START DOCUMENT PASSAGE
SU-LYN: We have also been travelling quite a bit together to scout for overseas locations and I really enjoy travelling with him. I didn’t expect him to be so good at navigating the streets. I was pleasantly surprised that he could read a map too.

The Army teaches you that.

SU-LYN: Yeah! After his naughty streak, he did confess to me later that National Service made him a better man.

On the topic of eating, who eats more?

YIMING: Her. She even taught me how to eat sambal belacan.

SU-LYN: I’m very adventurous when it comes to food.

What does family time look like?

YIMING: Going over to people’s houses… being surrounded by a lot of kids… it’s very chaotic… and eating together.

SU-LYN: I think being involved in the restaurant business together has funnily enough given me a relationship with him that suits me well. Talking, arguing or telling him how I feel about something he did and vice versa… it’s all part of family time. I don’t need to hang out and watch a movie with him.

YIMING: Yeah, that’s true.

SU-LYN: I have a huge amount of love for him even though it isn’t lovey-dovey. It’s partly protective, partly nurturing and being a voice of reason for him because our parents were divorced when we were young. To be able to be in his life as business partners is more than I could ask for.

When were you most proud of him?

SU-LYN: When he gave a speech at my wedding. Back then, he was a man of few words, but I still asked him to give one since he was my brother. I had no expectations as I’ve never heard him speak publicly before. When it was his turn, he blew everybody away. Even my friends who knew him since he was a baby were so proud of him because they had no idea that he could speak so well! It was funny, witty, on point… we didn’t even know that he had a sense of humour! Everyone was so shocked. I think he has a hidden talent for public speaking, which I don’t have [laughs].

What do you love the most about her? And why?

YIMING: I love that she has always been very real with me. I didn’t have a very close relationship with my parents where I could tell them what’s going on in my life. If I wanted a real opinion, I would go to her—I know she has the best intentions for me.
END DOCUMENT PASSAGE
Quote the interview word for word, starting with "When were you" and going on through "her? And why?". Work only from the interview.
START DATA TO EXAMINE
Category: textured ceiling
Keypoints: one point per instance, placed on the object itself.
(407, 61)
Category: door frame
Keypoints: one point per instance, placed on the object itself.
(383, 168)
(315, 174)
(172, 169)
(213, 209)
END DATA TO EXAMINE
- **SOLUTION FOR THIS EXERCISE**
When were you most proud of him?

SU-LYN: When he gave a speech at my wedding. Back then, he was a man of few words, but I still asked him to give one since he was my brother. I had no expectations as I’ve never heard him speak publicly before. When it was his turn, he blew everybody away. Even my friends who knew him since he was a baby were so proud of him because they had no idea that he could speak so well! It was funny, witty, on point… we didn’t even know that he had a sense of humour! Everyone was so shocked. I think he has a hidden talent for public speaking, which I don’t have [laughs].

What do you love the most about her? And why?